EXCERPT
* START *

Hi Günther, this looks good!
Added linux-fsdevel@xxxxxxxxxxxxxxx
On 07/07/2022 22:06, Günther Noack wrote:
The goal of these patches is to work towards a more complete coverage
of file system operations that are restrictable with Landlock.
The known set of currently unsupported file system operations in
Landlock is described at [1]. Out of the operations listed there,
truncate is the only one that modifies file contents, so these patches
should make it possible to prevent the direct modification of file
contents with Landlock.
The patch introduces the truncate(2) restriction feature as an
additional bit in the access_mask_t bitmap, in line with the existing
supported operations.

* END *

SUPPLIED MATERIAL
* START *

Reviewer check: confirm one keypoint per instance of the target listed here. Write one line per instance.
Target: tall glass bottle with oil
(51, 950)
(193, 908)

* END *

THE TASKS
**A)** In the Landlock patch email, copy the passage starting with "The known set" and going on through "contents with Landlock.", word for word.
**B)** According to the Landlock patch email, which file system operation on the list of unsupported ones is the only one that modifies file contents?

RESPONSES IN ORDER
**A)**
The known set of currently unsupported file system operations in
Landlock is described at [1]. Out of the operations listed there,
truncate is the only one that modifies file contents, so these patches
should make it possible to prevent the direct modification of file
contents with Landlock.

**B)** Truncate